GOAL OF THE EXERCISE.
From the text on New York driving record points, list every number of points or months it mentions, and say what each one refers to.
═════ DOCUMENT EXTRACT
Points on Your Driving Record
When you get a traffic ticket in New York, you get more than just a fine. You also get points assessed on your driver’s license. The Driver Violation Point System in New York is a way for the state Department of Motor Vehicles (DMV) to both identify and take necessary action against drivers that are determined to be high risk. Different traffic violations will mean different amount of points on your license. Amassing points will eventually lead to your license being suspended.
What do Points on Your Driving Record Mean?
In order to have points on your driving record, you must first be convicted of a traffic violation. Your total points are based on the date the traffic violation occurred as opposed to the date of your conviction of the traffic offense. All points for violations that occurred within the last 18 months are totaled up. If you get a total of 6 or more points on your driving record within the 18-month period, you must pay a Driver Responsibility fee. If you get a total of 11 points on your record within the 18-month period, it will result in the suspension of your driver’s license.
══════════
═════ DATASET ROWS
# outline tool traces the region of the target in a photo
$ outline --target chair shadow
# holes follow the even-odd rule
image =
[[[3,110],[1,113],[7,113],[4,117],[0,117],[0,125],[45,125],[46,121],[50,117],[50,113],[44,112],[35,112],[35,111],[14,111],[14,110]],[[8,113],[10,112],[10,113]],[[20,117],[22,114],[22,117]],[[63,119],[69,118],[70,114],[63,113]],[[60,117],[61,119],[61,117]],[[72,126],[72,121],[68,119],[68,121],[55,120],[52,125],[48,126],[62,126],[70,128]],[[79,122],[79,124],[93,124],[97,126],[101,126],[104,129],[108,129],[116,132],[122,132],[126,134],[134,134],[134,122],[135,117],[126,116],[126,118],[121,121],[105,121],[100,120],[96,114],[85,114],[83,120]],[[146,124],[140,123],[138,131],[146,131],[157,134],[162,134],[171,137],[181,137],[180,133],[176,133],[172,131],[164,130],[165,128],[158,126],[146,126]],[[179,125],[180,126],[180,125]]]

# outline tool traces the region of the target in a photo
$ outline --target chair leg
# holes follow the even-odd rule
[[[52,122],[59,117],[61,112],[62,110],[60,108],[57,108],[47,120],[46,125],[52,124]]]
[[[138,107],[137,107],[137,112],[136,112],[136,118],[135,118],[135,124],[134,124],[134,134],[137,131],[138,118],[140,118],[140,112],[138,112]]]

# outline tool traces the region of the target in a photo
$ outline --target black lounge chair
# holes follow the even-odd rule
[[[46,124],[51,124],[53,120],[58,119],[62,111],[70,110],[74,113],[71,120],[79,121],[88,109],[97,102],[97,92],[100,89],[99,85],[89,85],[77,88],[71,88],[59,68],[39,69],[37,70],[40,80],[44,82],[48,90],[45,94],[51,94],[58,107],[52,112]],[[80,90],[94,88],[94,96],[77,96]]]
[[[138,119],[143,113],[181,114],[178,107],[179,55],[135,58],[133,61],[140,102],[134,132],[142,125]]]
══════════
EXERCISE RESPONSE.
- 18 months: the period in which points for all violations are added up.
- 6 or more points within the 18-month period: the total that requires payment of a Driver Responsibility fee.
- 11 points within the 18-month period: the total that results in suspension of the driver's license.